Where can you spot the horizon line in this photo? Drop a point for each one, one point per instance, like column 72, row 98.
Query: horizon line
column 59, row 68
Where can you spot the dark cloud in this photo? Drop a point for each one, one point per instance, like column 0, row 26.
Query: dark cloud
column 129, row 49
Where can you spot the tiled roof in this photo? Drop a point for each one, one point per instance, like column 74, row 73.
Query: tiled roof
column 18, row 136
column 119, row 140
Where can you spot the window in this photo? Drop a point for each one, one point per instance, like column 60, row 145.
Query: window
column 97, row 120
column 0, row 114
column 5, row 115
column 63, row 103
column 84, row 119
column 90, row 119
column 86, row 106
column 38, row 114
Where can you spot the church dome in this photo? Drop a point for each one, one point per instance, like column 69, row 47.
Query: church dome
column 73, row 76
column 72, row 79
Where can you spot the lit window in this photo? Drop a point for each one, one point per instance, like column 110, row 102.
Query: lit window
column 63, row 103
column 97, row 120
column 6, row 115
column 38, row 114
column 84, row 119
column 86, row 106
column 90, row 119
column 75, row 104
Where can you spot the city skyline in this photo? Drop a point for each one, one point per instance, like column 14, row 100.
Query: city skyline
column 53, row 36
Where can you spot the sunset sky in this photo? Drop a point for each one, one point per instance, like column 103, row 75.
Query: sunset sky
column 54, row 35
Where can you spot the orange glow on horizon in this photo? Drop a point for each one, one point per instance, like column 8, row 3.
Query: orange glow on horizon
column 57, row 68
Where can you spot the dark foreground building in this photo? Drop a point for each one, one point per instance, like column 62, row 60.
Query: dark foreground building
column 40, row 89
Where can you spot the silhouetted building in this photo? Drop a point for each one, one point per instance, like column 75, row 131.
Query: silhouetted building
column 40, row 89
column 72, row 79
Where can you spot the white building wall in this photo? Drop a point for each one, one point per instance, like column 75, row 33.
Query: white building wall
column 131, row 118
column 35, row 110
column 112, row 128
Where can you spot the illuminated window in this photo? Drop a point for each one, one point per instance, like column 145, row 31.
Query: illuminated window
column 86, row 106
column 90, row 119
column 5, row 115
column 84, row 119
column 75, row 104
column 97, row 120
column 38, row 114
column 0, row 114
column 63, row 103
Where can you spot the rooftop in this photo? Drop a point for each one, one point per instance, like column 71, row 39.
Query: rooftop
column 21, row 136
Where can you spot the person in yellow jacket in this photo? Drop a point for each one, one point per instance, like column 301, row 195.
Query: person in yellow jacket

------------------------------------

Update these rows by replacing "Drop a point" with "Place a point" wherever it occurs, leaving everything else unchanged.

— Answer —
Where can you spot the horizon line in this photo? Place a point for each one, one point per instance, like column 72, row 98.
Query: horizon line
column 59, row 68
Where can you spot the dark cloud in this photo? Place a point for each one, one point per instance, like column 0, row 26.
Query: dark cloud
column 129, row 49
Where can you spot the tiled roof in this photo? Place a point for each one, one point per instance, like column 74, row 73.
Query: tiled roof
column 18, row 136
column 119, row 140
Where can you spot the window in this photo? Place a point for each one, one point per instance, like column 60, row 145.
Query: window
column 97, row 120
column 0, row 114
column 5, row 115
column 63, row 103
column 84, row 119
column 90, row 119
column 86, row 106
column 38, row 114
Where can you spot the church dome in this photo? Place a point for each one, one point per instance, like column 69, row 47.
Query: church dome
column 73, row 76
column 72, row 79
Where can you spot the lit window in this photo? Place a point for each one, one point per instance, like column 110, row 102.
Query: lit window
column 63, row 103
column 97, row 120
column 6, row 115
column 38, row 114
column 84, row 119
column 86, row 106
column 90, row 119
column 75, row 104
Where can you spot the city skyline in this photo? Place a point for each one, one point per instance, like column 14, row 100.
Query: city skyline
column 53, row 36
Where can you spot the sunset sky in this photo? Place a point for each one, one point per instance, like column 103, row 75.
Query: sunset sky
column 54, row 35
Where can you spot the orange glow on horizon in this photo? Place a point for each one, one point per instance, like column 8, row 3.
Query: orange glow on horizon
column 57, row 68
Where can you spot the dark foreground building in this photo? Place a point for each one, one point per instance, like column 62, row 60.
Query: dark foreground building
column 40, row 89
Where can you spot the silhouetted building in this photo? Place a point for each one, one point per instance, like column 75, row 131.
Query: silhouetted building
column 40, row 89
column 72, row 79
Where can you spot the white building wall in this photo? Place a point for each one, one point per instance, like column 75, row 33.
Query: white building wall
column 131, row 118
column 35, row 110
column 112, row 128
Where can you spot the illuminated window in this photo? Place a point for each one, one point per instance, like column 145, row 31.
Query: illuminated window
column 86, row 106
column 90, row 119
column 5, row 115
column 84, row 119
column 75, row 104
column 97, row 120
column 38, row 114
column 0, row 114
column 63, row 103
Where can you spot the rooftop in this photo? Place a point for each one, one point per instance, like column 71, row 39.
Query: rooftop
column 21, row 136
Where can you spot the person in yellow jacket in this photo? Place a point for each one, one point per instance, like column 301, row 195.
Query: person in yellow jacket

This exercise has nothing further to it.